Exercise objective: Return every line of the items below that contains the word "right". Case counts.

Listed entries:
····················

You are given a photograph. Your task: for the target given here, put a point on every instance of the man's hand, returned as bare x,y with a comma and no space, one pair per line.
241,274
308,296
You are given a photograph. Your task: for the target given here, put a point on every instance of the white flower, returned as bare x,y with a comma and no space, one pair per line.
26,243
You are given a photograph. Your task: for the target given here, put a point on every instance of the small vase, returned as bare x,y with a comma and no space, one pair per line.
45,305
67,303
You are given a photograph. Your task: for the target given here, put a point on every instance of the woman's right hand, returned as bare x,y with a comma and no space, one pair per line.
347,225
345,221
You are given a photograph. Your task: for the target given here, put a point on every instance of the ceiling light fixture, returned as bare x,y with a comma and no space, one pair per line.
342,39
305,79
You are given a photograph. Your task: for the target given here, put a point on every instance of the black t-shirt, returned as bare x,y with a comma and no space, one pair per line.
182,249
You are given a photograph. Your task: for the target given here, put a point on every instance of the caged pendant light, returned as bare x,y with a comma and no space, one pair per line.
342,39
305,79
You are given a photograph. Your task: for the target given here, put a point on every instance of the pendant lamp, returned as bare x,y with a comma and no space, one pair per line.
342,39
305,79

····················

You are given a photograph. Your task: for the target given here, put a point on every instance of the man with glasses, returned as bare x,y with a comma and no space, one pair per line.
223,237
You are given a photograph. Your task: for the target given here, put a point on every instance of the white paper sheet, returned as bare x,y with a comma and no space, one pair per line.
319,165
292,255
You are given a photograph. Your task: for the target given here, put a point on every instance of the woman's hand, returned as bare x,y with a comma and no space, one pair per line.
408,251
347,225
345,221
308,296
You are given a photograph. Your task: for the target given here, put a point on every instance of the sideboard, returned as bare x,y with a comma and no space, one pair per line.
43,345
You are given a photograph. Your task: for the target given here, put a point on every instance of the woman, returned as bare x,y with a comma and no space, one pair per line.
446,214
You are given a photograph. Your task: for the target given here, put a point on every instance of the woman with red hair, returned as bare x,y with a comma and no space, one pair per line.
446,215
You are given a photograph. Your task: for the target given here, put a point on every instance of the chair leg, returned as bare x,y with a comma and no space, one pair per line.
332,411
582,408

····················

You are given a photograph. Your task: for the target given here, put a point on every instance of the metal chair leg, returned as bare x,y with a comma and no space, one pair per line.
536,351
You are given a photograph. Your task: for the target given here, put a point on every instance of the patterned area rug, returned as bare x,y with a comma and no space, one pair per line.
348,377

····················

Result for this task:
You are given a photograph. Your task: for the target given here, put a point on every instance of the woman's right hand, returned as bare x,y with a comma and no space, one pair per line.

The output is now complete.